● **Raw data**:

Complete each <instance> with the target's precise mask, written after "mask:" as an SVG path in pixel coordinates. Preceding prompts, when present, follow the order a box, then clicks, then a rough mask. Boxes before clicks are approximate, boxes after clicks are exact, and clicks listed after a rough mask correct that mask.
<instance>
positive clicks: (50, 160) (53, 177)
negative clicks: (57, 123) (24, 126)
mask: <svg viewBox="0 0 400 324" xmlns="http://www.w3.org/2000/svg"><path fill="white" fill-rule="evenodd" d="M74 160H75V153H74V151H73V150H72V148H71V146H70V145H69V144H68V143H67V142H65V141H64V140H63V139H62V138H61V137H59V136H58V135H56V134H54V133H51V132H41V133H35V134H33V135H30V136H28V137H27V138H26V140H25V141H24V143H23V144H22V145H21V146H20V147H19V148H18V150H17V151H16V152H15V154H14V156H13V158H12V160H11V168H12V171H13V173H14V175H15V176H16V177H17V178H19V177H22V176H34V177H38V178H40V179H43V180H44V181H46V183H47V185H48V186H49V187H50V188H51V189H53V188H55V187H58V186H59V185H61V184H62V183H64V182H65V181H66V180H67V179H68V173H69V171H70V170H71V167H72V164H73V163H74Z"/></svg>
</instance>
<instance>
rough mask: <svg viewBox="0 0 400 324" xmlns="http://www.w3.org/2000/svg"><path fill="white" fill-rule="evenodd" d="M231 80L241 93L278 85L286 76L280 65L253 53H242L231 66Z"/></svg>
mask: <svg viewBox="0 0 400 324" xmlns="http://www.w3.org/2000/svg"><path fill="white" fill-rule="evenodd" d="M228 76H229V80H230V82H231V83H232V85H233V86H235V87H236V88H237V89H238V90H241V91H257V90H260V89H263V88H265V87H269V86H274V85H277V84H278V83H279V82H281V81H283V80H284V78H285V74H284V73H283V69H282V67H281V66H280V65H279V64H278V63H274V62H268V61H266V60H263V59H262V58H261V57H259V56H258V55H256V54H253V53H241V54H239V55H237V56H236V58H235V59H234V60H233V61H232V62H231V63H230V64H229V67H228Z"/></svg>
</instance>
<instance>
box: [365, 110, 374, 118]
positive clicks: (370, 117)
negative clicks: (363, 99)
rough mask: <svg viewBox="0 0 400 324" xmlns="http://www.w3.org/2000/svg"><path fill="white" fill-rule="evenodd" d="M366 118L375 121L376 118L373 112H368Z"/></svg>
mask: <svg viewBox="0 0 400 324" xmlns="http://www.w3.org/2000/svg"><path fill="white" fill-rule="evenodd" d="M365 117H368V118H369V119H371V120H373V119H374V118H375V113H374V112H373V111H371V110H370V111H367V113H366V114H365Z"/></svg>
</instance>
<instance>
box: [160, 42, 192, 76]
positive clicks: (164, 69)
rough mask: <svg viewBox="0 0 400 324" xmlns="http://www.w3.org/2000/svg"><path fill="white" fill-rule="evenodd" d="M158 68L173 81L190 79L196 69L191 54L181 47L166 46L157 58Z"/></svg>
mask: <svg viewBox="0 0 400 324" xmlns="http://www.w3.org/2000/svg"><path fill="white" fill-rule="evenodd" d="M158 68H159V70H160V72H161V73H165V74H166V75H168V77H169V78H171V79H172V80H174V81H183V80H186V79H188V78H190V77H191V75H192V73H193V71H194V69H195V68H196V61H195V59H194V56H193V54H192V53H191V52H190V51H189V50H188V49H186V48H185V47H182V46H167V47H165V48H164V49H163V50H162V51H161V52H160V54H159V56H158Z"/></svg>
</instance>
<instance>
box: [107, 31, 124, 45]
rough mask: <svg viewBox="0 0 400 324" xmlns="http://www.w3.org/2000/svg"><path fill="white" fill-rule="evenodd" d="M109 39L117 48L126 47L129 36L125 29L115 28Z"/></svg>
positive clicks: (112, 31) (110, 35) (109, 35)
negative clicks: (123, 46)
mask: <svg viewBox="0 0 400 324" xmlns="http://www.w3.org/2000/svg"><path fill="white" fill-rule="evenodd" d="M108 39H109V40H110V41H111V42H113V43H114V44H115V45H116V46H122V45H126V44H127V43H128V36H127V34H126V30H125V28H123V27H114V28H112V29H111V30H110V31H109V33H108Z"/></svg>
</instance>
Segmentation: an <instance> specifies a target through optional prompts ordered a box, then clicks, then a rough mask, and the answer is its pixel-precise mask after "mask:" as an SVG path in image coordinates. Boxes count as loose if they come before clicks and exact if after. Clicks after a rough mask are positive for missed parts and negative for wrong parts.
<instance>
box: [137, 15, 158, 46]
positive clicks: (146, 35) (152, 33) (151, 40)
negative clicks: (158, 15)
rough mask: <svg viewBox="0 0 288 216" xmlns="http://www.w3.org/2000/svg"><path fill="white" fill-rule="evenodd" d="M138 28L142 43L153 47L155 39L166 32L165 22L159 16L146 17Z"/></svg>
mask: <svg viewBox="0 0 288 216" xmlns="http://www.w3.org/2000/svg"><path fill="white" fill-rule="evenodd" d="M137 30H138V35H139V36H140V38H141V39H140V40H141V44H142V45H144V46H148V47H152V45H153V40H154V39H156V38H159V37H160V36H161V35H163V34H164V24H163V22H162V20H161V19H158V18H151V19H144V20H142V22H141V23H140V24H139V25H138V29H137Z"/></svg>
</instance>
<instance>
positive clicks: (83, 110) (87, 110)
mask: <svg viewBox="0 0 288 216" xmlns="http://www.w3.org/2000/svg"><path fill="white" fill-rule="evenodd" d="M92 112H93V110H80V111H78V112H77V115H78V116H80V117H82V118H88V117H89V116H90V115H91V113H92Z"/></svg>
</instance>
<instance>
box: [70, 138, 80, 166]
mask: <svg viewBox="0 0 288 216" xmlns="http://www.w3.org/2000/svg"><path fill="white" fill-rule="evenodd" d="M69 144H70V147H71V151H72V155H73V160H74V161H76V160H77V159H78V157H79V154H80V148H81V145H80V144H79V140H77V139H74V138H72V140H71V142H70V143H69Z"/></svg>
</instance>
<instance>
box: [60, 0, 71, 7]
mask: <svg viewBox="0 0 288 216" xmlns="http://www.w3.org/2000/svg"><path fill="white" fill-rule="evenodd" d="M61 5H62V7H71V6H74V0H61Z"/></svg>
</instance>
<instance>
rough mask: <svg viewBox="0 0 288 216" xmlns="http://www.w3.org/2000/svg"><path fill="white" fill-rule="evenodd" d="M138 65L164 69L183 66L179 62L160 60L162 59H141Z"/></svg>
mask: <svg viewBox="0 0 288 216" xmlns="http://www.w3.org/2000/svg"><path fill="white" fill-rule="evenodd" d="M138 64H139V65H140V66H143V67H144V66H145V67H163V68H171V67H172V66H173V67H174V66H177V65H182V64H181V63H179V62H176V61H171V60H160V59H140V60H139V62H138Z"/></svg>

● **Assignment**: Gather every line of the entries above that contains the string "then", matching case exactly.

● **Task response**:
Complete each <instance> with the target's precise mask, written after "mask:" as an SVG path in pixel coordinates. Preceding prompts, when present, follow the order a box, then clicks, then a rough mask. Boxes before clicks are approximate, boxes after clicks are exact, and clicks listed after a rough mask correct that mask.
Segmentation: an <instance> specifies a target through optional prompts ordered a box, then clicks, then a rough mask, and the answer is its pixel-precise mask after "mask:" as an SVG path in image coordinates. Boxes count as loose if they come before clicks and exact if after. Clicks after a rough mask are positive for missed parts and negative for wrong parts.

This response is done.